Instructions for the task: Identify each line in the records below that contains the word "hand", and copy those lines out in full.

====

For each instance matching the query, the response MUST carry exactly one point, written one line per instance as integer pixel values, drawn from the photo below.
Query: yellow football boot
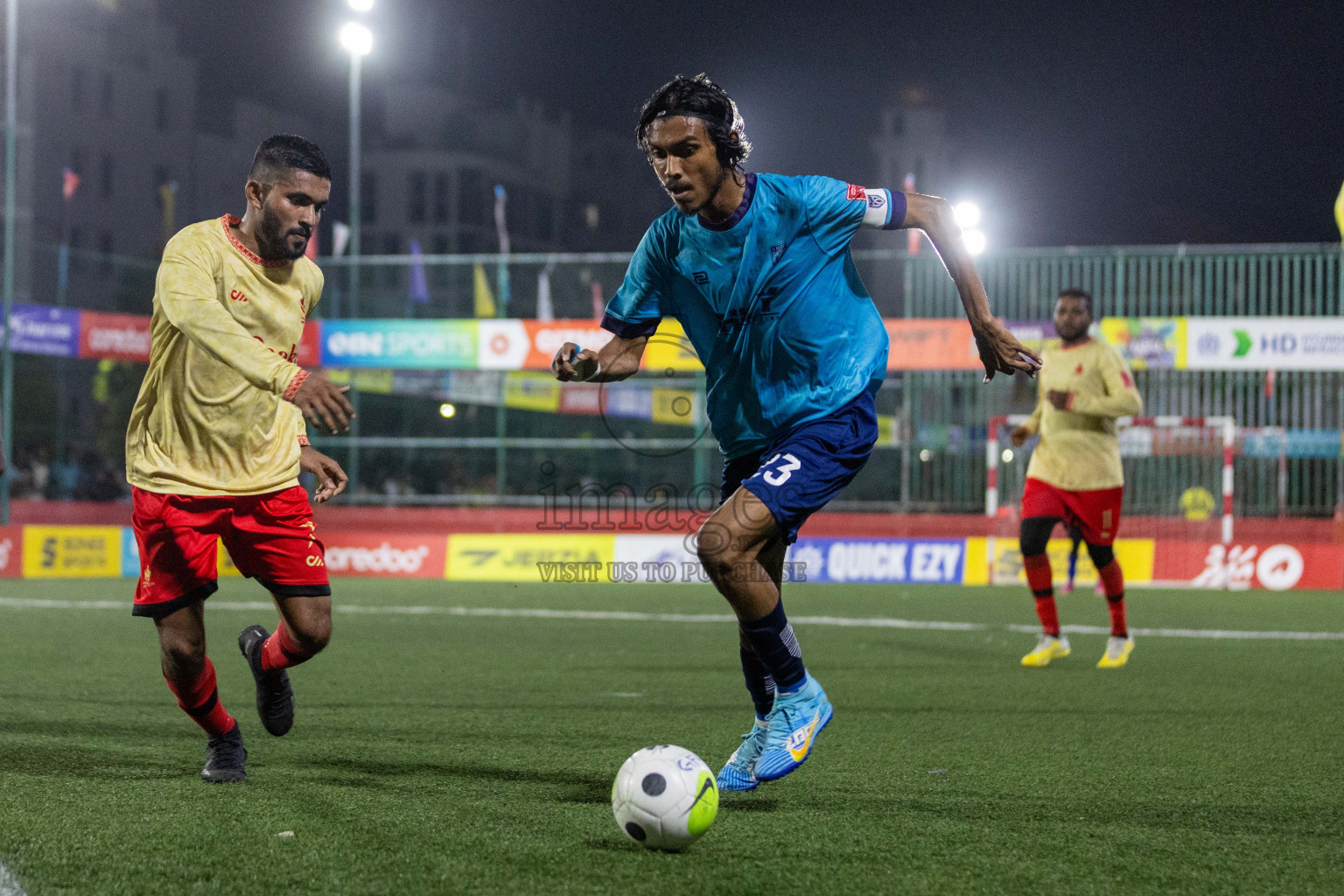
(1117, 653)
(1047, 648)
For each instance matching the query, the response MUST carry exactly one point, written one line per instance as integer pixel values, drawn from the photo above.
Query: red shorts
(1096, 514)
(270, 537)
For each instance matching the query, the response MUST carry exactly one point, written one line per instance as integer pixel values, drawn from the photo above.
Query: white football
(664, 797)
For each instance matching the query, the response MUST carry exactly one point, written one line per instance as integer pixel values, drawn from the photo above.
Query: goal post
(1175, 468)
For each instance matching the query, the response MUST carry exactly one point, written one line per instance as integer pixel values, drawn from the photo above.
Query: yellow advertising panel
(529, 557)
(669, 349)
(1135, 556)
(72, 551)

====

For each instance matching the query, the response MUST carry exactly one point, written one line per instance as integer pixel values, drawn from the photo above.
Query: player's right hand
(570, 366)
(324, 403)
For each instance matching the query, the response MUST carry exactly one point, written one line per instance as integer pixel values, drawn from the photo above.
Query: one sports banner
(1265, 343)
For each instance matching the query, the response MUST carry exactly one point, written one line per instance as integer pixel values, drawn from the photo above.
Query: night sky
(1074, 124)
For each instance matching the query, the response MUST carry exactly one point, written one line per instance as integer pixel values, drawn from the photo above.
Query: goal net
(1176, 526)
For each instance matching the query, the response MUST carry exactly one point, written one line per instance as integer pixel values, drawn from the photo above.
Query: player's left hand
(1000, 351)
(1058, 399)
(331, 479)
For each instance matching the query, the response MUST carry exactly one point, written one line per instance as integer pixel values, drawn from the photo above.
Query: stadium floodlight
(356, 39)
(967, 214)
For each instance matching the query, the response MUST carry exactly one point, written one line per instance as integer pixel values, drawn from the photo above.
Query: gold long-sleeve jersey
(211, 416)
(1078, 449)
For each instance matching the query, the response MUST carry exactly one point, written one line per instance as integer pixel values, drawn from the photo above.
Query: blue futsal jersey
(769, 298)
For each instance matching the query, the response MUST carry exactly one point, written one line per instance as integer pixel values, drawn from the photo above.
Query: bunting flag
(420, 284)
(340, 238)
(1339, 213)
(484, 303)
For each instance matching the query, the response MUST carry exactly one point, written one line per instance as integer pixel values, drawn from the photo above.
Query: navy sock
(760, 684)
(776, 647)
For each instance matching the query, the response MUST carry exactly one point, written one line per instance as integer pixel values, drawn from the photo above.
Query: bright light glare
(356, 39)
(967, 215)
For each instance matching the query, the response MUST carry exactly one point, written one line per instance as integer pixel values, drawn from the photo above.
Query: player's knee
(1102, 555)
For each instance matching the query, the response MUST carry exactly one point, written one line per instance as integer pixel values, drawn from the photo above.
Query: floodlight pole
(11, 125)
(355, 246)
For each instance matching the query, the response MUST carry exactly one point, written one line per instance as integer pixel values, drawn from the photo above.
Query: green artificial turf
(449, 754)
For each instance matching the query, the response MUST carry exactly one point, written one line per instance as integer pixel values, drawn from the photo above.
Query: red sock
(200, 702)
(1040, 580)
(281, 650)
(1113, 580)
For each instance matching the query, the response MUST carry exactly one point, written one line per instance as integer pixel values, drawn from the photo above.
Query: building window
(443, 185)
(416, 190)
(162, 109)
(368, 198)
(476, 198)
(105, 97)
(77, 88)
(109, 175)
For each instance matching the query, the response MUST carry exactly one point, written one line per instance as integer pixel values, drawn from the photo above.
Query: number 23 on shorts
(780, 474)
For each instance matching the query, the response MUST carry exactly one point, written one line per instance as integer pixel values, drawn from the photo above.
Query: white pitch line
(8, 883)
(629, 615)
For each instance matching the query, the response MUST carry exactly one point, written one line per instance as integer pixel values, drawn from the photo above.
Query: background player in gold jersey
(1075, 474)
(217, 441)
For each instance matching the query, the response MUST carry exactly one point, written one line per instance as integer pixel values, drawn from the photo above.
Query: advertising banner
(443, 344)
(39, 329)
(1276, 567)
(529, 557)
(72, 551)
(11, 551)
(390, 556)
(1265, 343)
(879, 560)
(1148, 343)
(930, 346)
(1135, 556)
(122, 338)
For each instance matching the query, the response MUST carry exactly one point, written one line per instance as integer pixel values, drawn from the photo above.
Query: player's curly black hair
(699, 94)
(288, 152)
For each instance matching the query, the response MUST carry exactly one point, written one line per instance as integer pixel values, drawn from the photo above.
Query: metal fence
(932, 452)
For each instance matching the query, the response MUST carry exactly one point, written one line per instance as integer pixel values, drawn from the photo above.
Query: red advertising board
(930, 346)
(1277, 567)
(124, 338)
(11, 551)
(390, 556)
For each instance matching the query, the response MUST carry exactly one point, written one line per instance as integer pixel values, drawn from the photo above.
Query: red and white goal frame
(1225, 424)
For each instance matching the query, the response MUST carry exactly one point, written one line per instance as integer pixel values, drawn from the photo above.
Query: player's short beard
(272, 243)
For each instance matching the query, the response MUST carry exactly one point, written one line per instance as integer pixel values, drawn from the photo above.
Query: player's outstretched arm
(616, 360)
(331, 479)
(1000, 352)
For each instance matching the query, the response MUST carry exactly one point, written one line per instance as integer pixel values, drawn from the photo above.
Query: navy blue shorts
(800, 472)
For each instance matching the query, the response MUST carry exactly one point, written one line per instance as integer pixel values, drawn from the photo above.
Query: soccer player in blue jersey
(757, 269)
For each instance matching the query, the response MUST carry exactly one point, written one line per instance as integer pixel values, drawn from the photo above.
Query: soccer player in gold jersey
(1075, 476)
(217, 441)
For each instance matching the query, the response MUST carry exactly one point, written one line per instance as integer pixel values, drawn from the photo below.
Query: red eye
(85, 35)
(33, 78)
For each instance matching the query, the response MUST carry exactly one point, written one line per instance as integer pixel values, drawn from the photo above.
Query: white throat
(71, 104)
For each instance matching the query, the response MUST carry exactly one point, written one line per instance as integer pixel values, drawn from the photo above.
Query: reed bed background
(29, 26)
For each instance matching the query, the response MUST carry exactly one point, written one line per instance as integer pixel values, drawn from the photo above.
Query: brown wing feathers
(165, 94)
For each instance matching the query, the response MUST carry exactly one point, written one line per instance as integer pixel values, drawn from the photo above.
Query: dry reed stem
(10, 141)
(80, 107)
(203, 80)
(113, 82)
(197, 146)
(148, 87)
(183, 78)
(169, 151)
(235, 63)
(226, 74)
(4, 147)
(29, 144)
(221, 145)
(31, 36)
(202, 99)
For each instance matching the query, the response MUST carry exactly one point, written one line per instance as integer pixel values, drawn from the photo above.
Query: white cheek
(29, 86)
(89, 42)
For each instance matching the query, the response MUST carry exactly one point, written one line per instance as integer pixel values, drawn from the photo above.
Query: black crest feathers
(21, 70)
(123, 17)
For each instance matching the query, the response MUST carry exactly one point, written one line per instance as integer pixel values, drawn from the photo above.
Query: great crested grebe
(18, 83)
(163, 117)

====

Task response:
Query: player's right hand
Query: player's left hand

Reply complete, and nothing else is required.